* _Point localization data_:
****************************************

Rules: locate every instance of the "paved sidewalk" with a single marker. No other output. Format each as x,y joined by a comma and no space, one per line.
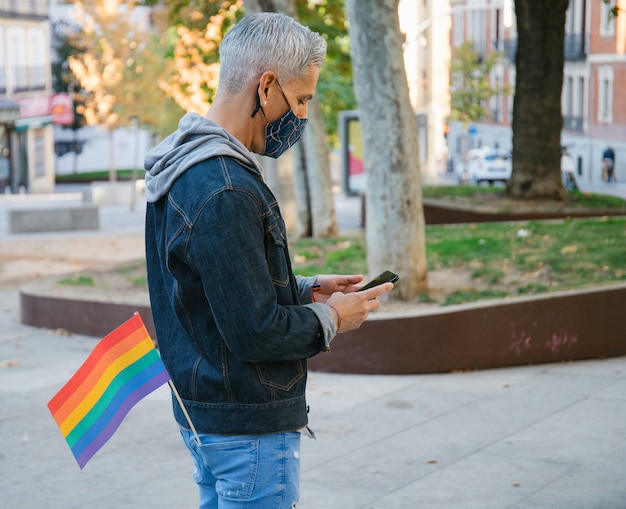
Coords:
540,437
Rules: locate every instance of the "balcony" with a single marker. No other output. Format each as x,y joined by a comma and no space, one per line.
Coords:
571,123
575,47
28,9
3,80
509,46
29,78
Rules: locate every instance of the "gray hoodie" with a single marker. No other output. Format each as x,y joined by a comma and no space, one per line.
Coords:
197,139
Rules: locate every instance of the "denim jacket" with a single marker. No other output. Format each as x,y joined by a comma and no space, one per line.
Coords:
233,324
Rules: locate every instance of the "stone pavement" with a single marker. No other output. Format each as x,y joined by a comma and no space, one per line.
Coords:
549,436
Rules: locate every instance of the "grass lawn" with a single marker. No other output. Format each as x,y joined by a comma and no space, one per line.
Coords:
469,262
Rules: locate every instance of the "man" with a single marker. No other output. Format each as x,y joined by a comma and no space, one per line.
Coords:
608,165
234,325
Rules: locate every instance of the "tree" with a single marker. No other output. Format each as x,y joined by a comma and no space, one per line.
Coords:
64,41
537,117
395,227
471,85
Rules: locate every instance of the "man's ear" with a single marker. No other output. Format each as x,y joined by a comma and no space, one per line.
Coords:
265,82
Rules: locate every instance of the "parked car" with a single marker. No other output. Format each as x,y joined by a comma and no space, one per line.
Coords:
485,165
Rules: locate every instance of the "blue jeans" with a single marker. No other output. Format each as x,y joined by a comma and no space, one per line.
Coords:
260,471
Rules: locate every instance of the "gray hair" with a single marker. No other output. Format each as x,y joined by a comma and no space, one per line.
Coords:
268,41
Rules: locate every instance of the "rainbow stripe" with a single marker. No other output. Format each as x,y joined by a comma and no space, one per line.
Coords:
122,369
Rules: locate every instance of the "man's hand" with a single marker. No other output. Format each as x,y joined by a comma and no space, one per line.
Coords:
328,284
354,307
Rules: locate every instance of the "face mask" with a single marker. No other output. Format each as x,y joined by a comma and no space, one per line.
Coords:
283,133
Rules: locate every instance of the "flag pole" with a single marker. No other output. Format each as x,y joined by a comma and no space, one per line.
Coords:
182,406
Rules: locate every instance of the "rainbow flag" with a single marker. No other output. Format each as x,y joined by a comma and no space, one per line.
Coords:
123,368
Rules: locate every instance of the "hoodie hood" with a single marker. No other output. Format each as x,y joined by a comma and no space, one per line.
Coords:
197,139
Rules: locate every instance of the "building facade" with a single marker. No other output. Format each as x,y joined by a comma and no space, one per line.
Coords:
426,27
594,110
26,134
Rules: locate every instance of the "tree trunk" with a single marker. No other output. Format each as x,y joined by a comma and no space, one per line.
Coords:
317,161
537,118
314,167
395,215
112,172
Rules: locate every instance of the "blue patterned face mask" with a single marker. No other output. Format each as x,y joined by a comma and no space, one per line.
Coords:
284,132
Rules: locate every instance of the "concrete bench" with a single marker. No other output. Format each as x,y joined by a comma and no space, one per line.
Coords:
83,217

****************************************

Please retype the records above exactly, leaving every image out.

* _RESPONSE TO THE TASK_:
Rules: locate every instance of the "paved sidewalk" with a single marker. No other output. Format each as x,y joined by a comma and no space, one per line.
Coords:
540,437
Rules: locate every instance of the "balcony" with a single marker. No other output. Format each as x,y joined by a comma and no space, one per line.
Coords:
571,123
575,47
28,9
3,80
509,46
29,78
Rules: locate every instance of the "gray hoodie" with a single marker. No other output. Format each as x,y joined by a comma and no space, one per line.
Coords:
197,139
Rules: locate every instance of the "denim jacket" with a single marker. No other output. Format each as x,y joined by a comma and no space, one per line.
Coords:
233,324
Rules: locate every instance of the "stone pavement" with a single marker. No other output. Format each as x,y joined by a comma and no space, one per line.
Coords:
549,436
Rules: locate every instance of the "grass lawn" with a single marker. No other output. Format each as x,y joined by a comma and no space, one per line.
Coords:
469,262
Rules: locate every instance of the "man" with a single marker. No other output. Format each as x,y joined by a comma and no space, one per line.
Coords:
608,165
234,325
Rules: locate every instance of the "tree" with a single marker. No other output. Format each as x,y joined by a comma and no space, one per line.
Coords:
64,41
537,117
395,227
471,85
Rules: locate every instance of the "man's ear" with a single marker. No other output. Format each as x,y joined by a comma and no space, one per line.
Coords:
265,82
Rules: locate every instance of the "parked car" with a single marker. No other output. Format each as x,y joined by a comma and no space, one per line.
Coords:
485,165
Rules: locate every instance of the "blue jeans" with a single marker. No other output. Format each as x,y joined by a comma and no space, one per line.
Coords:
260,471
Rules: locate every instance of the "gray hair" with a single marker. No other output. Format each as x,y joined by a comma and no space, one per line.
Coords:
268,41
Rules: locate every instance of the "rainbow stripe" with a single marker. No other output. Format each as x,y joined by a comma and no space, one per line.
Coords:
122,369
Rules: locate every instance of the "man's hand" with a single marker. No other output. Format each as x,y joined by a comma and no space, one per line.
Coords:
328,284
354,307
Rules: locate every instance of the "face mask" with a single marker. No other output. Format each as x,y joined by a comma and no space, one per line.
Coords:
283,133
Rules: locate every instance of the "flag pole" with a single marker. No other output. Format each as x,y joined by a comma and no space, one per line.
Coords:
182,406
Rules: locate every instance of the "rainbow flag" with a single marker. No other output. Format each as x,y joined by a comma and no space, one per line.
Coords:
123,368
Rules: locate every instance of the "hoodie hood" with a single marker. No other output. Format each as x,y joined by a comma and no space, one per line.
Coords:
197,139
Rules: locate every instance of the "building facade" with a single marker. No other output. Format each as x,y joined by a comma and no space, one per line.
Coords:
426,27
594,110
26,134
Rules: locate every instance of the "tree trunk" with a single marker. No other output. Format each as x,y joined by a comma and no space, one per line.
Coords:
317,161
537,118
314,167
395,215
112,172
Rules: locate every instance of the "blue patterned face mask" with a single marker. No other output. Format each as x,y joined by a comma and no space, one per line.
Coords:
284,132
Rules: locate every instance of the "concrete bench" with a single marker. No other output. Format each as x,y joined by a comma and no space, one per line.
Coords:
83,217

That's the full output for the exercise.